◆ TASKS AND EXERCISES ◆
(1) In the interview excerpt, what word does the speaker use to describe the tone that finally made “Little Rabbit” work?
(2) Check each statement against the interview excerpt and answer yes or no, quoting the words that decide it: (a) The speaker's first version of “Little Rabbit” showed the atrocity head-on. (b) The story keeps the institution's perspective all the way through. (c) The speaker welcomes an author telling the reader how to feel.
(3) Carry on the interview excerpt from the point where it stops.

So I said that the balance between humor and darkness usually came naturally for me, but conveying these elements in a story was sometimes tricky. “Little Rabbit,” for example, gave me a lot of grief. It’s a story where the most atrocious things are happening: children are basically written off by society in this orphanage, waiting to die. When I first wrote the first iteration, I wrote it straight, depicting the atrocity head-on. The story just didn’t work, maybe because the subject matter is so horrific. It felt like staring into the sun. But once I found the tone, which I would describe as off-kilter, it clicked. I suddenly wasn’t looking at the sun anymore, but at a point beside it. The story took on the institution’s perspective and how it was trying to charm the reader into the logic of why the children had to be kept this way…
So the reader would buy in.
Exactly! You see why the state would expend more resources on children whom they deem to have more potential. Then, from that point of view, the story started to roll and by the time it fully shifts into Zaya’s point of view, you see what kind of world this is and what she needs to do to survive in it. This approach helps the reader make their own conclusions about this place without being told directly. I think it’s more powerful when the reader makes their own conclusions instead of the author telling them that this certain thing is tragic and that they should feel a certain way. I often get suspicious when an author is trying to tell me how to feel.

◆ DATA FOR REVIEW ◆
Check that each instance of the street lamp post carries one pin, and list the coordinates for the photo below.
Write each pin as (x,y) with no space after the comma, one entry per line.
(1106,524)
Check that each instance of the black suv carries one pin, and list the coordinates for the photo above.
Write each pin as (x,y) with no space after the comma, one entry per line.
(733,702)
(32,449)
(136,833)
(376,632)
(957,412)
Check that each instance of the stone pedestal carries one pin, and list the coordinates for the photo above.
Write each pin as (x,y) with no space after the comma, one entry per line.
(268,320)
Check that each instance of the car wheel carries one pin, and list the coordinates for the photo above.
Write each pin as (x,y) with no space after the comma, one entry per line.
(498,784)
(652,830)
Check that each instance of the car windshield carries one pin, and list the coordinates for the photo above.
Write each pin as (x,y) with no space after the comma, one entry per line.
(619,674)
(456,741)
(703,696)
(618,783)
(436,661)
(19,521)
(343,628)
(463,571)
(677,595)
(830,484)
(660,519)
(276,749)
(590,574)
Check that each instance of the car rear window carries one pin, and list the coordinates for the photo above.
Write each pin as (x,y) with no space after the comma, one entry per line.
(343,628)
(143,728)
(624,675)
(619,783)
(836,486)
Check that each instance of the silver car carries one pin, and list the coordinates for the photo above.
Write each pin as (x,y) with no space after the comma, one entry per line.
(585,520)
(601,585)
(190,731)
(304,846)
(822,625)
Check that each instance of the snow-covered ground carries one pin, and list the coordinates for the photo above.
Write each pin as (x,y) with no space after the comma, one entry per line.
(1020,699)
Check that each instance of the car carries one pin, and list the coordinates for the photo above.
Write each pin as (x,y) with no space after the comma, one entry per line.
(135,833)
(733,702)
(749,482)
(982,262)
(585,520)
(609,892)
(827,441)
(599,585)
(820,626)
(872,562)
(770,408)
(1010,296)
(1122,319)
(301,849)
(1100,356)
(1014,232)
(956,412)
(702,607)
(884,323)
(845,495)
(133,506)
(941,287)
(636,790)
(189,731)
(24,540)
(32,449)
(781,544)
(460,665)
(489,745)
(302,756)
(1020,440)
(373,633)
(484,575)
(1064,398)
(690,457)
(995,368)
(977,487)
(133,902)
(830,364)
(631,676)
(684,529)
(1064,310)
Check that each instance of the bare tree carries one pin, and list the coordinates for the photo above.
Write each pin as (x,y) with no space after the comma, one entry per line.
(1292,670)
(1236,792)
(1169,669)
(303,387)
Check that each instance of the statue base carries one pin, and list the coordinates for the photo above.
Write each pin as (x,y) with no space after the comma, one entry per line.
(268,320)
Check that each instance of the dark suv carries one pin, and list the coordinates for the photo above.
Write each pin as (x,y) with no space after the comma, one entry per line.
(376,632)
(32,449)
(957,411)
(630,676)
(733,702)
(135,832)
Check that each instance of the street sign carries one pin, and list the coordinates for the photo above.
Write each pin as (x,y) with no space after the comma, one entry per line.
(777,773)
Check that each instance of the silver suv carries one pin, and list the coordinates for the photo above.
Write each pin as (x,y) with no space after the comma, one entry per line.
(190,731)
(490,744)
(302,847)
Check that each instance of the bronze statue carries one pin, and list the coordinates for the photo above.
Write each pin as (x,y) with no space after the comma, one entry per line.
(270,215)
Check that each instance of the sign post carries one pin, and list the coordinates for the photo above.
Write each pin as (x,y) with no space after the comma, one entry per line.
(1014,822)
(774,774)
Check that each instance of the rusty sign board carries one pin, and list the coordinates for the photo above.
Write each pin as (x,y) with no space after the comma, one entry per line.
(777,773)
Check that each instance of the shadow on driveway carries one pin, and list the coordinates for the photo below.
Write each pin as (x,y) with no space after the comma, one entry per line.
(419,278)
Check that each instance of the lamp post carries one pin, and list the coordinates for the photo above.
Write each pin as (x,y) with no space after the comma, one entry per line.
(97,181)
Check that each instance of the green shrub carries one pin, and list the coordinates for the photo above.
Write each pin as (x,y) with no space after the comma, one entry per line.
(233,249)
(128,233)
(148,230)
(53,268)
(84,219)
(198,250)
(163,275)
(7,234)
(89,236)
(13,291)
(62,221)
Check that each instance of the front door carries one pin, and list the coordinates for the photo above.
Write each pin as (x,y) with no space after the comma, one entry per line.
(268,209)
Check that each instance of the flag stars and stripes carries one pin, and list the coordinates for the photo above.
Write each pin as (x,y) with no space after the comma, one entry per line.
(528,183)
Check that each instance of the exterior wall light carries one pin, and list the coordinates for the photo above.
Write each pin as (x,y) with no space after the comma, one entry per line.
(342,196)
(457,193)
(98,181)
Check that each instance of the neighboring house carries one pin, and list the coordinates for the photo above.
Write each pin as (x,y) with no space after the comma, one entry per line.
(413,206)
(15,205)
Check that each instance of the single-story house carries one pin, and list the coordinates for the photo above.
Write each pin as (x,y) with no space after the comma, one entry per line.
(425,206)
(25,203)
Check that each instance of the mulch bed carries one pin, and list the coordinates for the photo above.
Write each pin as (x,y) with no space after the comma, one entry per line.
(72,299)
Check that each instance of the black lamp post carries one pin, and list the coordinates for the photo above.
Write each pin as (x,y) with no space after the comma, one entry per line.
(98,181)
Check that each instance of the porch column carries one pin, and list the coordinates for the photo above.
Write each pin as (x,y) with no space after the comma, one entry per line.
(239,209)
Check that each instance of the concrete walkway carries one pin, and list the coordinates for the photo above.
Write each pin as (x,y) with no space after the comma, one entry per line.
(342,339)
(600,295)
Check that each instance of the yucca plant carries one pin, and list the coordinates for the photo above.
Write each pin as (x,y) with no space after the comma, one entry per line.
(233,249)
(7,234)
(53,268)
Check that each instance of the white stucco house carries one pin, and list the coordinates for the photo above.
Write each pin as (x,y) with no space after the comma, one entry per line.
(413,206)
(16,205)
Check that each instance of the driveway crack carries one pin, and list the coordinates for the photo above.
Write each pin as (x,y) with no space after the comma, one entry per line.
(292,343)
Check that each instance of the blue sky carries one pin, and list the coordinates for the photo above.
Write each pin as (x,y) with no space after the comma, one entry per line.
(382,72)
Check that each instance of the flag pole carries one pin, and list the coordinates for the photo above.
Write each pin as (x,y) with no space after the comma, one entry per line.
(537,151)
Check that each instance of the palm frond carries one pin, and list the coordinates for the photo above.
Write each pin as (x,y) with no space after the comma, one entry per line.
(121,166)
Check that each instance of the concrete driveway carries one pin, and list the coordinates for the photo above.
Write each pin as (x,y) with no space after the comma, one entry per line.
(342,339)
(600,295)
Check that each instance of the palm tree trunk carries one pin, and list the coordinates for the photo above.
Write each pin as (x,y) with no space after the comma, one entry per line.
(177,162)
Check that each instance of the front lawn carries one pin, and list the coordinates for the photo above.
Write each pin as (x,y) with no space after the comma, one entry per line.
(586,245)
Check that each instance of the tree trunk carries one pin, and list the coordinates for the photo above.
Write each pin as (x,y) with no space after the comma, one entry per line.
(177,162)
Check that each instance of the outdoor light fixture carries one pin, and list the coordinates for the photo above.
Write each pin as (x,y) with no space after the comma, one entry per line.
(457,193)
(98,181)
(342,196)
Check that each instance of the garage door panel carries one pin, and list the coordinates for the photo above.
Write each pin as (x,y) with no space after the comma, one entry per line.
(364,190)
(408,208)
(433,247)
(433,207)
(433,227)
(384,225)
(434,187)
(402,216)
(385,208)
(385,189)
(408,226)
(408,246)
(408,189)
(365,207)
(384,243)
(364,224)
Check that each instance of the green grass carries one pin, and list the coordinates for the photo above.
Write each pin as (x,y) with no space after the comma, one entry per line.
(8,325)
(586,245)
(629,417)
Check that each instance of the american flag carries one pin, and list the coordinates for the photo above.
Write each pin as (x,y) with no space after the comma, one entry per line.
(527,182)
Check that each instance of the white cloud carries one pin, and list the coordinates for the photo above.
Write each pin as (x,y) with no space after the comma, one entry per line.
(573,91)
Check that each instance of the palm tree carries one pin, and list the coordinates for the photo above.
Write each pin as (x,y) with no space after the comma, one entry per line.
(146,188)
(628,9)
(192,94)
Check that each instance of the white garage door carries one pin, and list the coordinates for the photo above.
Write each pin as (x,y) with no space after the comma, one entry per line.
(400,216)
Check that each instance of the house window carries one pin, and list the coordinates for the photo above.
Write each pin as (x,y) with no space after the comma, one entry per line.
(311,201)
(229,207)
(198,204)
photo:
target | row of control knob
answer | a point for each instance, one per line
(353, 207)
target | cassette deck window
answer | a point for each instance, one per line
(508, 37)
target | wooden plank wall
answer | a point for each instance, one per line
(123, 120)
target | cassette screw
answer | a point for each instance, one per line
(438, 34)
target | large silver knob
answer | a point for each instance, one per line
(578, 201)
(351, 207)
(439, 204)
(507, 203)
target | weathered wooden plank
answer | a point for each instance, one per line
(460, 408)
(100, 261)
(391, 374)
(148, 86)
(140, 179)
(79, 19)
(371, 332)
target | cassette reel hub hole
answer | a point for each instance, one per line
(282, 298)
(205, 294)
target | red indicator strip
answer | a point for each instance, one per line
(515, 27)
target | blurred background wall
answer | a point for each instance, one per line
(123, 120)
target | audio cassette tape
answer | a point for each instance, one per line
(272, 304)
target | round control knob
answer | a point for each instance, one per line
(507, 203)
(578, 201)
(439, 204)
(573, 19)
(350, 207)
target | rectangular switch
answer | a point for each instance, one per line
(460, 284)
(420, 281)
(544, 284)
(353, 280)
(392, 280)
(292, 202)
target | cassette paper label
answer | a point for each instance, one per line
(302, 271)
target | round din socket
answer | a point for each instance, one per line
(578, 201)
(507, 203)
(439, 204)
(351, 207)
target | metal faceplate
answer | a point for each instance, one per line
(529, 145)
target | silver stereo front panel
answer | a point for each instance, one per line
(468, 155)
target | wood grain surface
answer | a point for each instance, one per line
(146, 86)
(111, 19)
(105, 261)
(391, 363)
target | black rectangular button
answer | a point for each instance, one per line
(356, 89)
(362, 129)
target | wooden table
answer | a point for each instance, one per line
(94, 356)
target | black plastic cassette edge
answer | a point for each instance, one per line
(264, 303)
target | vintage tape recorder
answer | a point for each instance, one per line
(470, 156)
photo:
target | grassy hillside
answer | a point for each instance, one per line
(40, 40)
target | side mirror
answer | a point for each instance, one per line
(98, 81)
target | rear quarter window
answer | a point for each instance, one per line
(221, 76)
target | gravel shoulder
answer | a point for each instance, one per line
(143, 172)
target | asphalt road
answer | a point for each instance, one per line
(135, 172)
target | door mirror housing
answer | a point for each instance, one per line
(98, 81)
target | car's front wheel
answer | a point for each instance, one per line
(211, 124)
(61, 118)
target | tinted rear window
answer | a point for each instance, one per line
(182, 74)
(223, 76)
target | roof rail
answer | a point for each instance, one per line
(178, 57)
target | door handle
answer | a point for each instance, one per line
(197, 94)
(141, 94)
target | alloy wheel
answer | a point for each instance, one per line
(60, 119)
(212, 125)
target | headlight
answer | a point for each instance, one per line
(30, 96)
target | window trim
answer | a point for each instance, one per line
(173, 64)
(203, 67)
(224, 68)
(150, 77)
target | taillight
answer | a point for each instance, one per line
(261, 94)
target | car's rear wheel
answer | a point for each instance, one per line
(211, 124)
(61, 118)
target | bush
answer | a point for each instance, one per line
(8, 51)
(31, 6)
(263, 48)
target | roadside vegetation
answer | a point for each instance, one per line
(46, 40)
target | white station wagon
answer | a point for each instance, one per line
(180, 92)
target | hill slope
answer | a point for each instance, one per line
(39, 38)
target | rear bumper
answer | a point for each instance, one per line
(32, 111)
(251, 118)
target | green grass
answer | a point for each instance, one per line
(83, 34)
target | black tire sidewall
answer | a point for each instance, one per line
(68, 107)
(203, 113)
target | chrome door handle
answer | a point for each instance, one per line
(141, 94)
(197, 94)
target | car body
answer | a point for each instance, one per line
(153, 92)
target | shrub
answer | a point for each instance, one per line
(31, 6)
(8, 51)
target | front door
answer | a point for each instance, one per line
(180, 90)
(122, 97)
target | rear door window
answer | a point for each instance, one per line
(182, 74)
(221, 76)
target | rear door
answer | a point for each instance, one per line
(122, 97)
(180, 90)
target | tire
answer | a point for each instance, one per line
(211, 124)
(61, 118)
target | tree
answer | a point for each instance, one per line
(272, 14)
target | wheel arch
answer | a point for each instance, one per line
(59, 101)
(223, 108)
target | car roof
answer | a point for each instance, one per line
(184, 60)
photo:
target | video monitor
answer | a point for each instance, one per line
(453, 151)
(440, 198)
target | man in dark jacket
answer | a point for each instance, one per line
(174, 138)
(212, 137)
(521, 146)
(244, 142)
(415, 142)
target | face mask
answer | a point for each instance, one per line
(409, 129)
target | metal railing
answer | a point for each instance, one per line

◆ ANSWERS BELOW ◆
(1) Off-kilter.

(2)
(a) Yes: "When I first wrote the first iteration, I wrote it straight, depicting the atrocity head-on."
(b) No: "by the time it fully shifts into Zaya’s point of view, you see what kind of world this is"
(c) No: "I often get suspicious when an author is trying to tell me how to feel."

(3)
I know this collection occurs in pre- and post-fall USSR, but I’m still constantly amazed that so much in these stories are grounded in real events. How much was based on personal memories of growing up there?
I was born during the fall, so my own memories were mostly of times afterwards, the chaos that followed—the currency swings, how my parents were no longer being paid at their jobs but had to keep working because the apartment was tied to my dad’s job, how they had to make fur coats to get by; that was the basis of “The Ermine Coat”. Yes, an engineer and a chemist making fur coats by candlelight to make money because the electricity would get turned off. It was a crazy situation.
The pre-fall stories came more out of older memories from family members and from the research I did of that time. In terms of writing about the two eras, I wanted to show how much had changed and also, how little had changed. People went from living in one brutal system to another brutal system. Having grown up mostly in North America, I was also trying to understand Soviet nostalgia, what things were easier in the old days, because there were a lot of things that were easier. More was determined for you and you didn’t have as many choices, but in a way that made things simpler. Your life was more planned out, you didn’t have to worry about job security, and there was free daycare.
I know that your next project is a novel. Can you share a bit about that?
I’m currently working on a novel set partly in modern-day Ukraine, and partly in Texas where I’ve lived for the past four years. I’ve been itching to write about Texas.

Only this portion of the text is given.